■ **PROMPT**
Copy every one of the records below line for line without changing anything, but leave the pictures out.

■ **INPUT DATA**
* START *

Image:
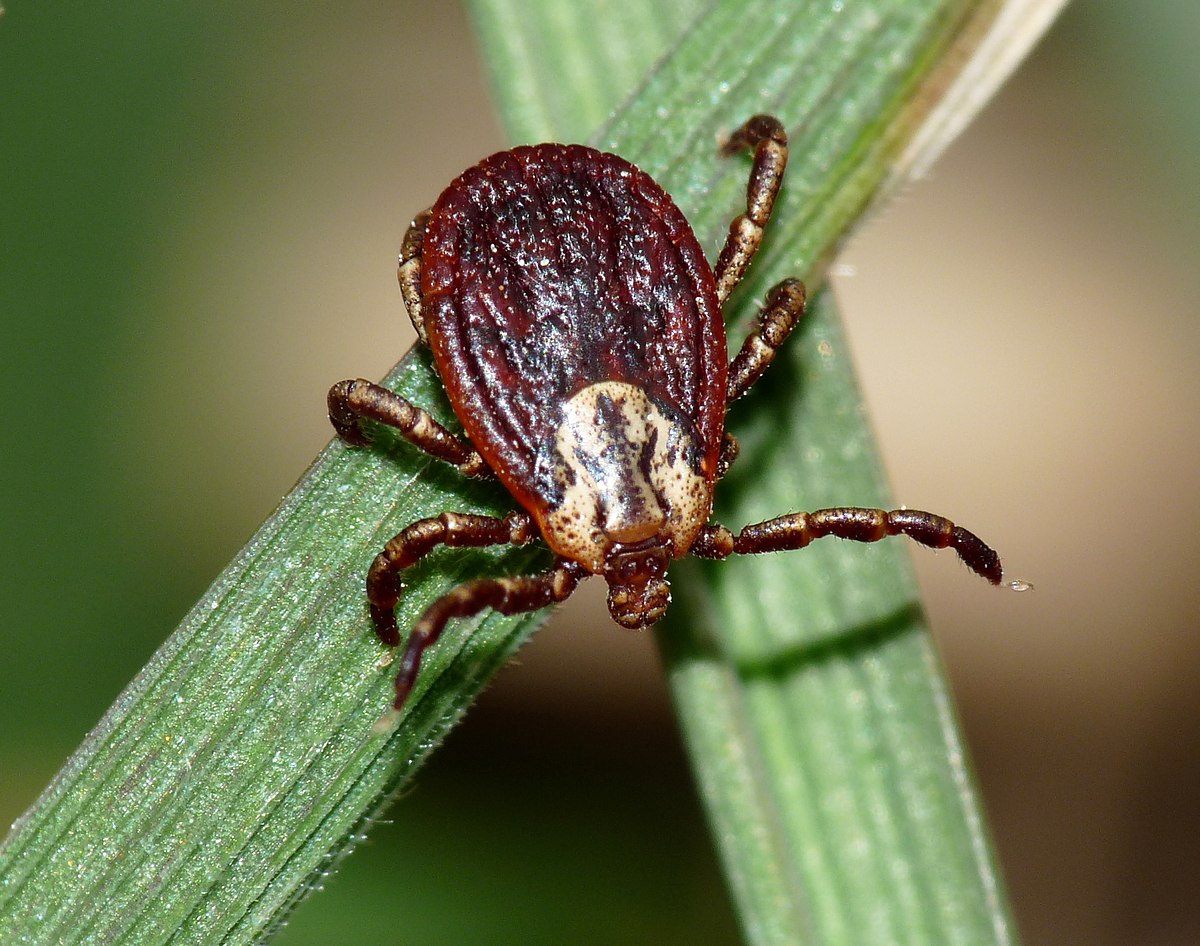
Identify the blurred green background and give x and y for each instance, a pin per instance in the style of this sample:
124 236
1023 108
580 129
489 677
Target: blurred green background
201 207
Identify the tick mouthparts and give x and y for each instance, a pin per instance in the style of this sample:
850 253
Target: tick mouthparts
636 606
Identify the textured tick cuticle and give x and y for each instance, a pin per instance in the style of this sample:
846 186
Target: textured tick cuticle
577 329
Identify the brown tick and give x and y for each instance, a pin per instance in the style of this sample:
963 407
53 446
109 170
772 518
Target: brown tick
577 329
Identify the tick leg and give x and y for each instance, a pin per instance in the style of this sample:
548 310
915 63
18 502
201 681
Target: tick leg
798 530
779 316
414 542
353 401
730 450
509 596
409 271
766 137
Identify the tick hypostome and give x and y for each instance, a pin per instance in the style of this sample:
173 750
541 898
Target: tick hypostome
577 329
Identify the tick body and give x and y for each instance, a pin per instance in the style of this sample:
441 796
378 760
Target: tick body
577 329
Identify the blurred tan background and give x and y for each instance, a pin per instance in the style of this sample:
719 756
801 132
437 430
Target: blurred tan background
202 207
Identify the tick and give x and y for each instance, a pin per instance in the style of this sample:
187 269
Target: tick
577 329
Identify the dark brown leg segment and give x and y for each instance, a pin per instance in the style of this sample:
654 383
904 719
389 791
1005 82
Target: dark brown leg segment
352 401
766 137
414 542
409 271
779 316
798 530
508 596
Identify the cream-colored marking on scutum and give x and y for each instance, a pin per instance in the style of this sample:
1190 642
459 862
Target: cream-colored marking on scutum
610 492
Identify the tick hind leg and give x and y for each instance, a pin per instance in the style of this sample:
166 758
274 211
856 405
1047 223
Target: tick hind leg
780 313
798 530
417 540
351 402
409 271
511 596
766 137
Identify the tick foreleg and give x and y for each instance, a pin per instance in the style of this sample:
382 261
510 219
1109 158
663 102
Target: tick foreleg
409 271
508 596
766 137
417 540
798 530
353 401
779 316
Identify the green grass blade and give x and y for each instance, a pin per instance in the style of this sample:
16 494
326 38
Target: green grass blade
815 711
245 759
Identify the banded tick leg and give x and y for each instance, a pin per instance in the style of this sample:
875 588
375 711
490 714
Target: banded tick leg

* END *

■ **PROBLEM SOLUTION**
Image:
Identify the blurred green background and give x and y for each instance, a pin per instance in the style of this sample:
124 236
1023 108
580 129
489 677
Target: blurred green background
201 207
Identify the tick mouthparts and give x and y for each instance, a pin per instance in the style of this sample:
850 253
Target: tick mouthparts
636 606
Identify the textured tick cuticle and give x and y for each instance, a pin per instance in the style of this sample:
846 186
Target: textured tick cuticle
577 329
Identify the brown tick and give x and y for each instance, a pin per instance in the style of this sample:
963 407
53 446
109 170
772 518
Target: brown tick
577 329
Identify the tick leg and give x and y for each instance, a pin per instance in the style of this sample:
548 310
915 63
18 502
201 681
Target: tick leg
798 530
779 316
414 542
353 401
730 450
509 596
409 271
766 137
Identify the tick hypostome and give x and y for each instance, a pin per instance in the style of this sample:
173 750
541 898
Target: tick hypostome
577 329
Identify the tick body and give x and y for each instance, a pin per instance in the style of this sample:
441 796
378 760
Target: tick body
577 329
Identify the blurred tan background and give x and y for each instance, a pin per instance in the style of this sample:
719 756
801 132
437 430
Target: blurred tan background
202 207
Identify the tick and give x and y for each instance, a pin per instance in the style of this sample:
187 269
Target: tick
577 329
Identify the dark brown leg segment and give x and y for each instance, a pin per instance in the style of this sample:
654 383
904 719
389 791
1005 82
Target: dark brown leg segment
352 401
766 137
414 542
409 271
779 316
798 530
508 596
Identify the cream-colored marking on scutum and give x and y for each instance, a pin per instance in the style of this sample:
1190 642
459 862
Target: cream-colored marking on scutum
610 492
Identify the tick hind leg and give x and y for each instance, a pin per instance in the style of this sample:
166 758
274 211
856 405
1047 223
Target: tick hind leg
780 313
798 530
417 540
351 402
409 271
511 596
766 137
Identify the tick foreleg and give x and y for each instance, a pin per instance in the style of this sample:
382 261
510 219
1109 158
663 102
Target: tick foreleg
409 271
508 596
766 137
417 540
798 530
353 401
779 316
Identify the green grass blade and give x and y for each instance, a pin per instance in the style of this sample:
16 494
326 38
Target: green grass blade
815 711
245 759
Identify the banded tick leg and give x and y for each instance, a pin per instance in the style of this sample:
875 588
375 711
490 714
Target: banded tick leg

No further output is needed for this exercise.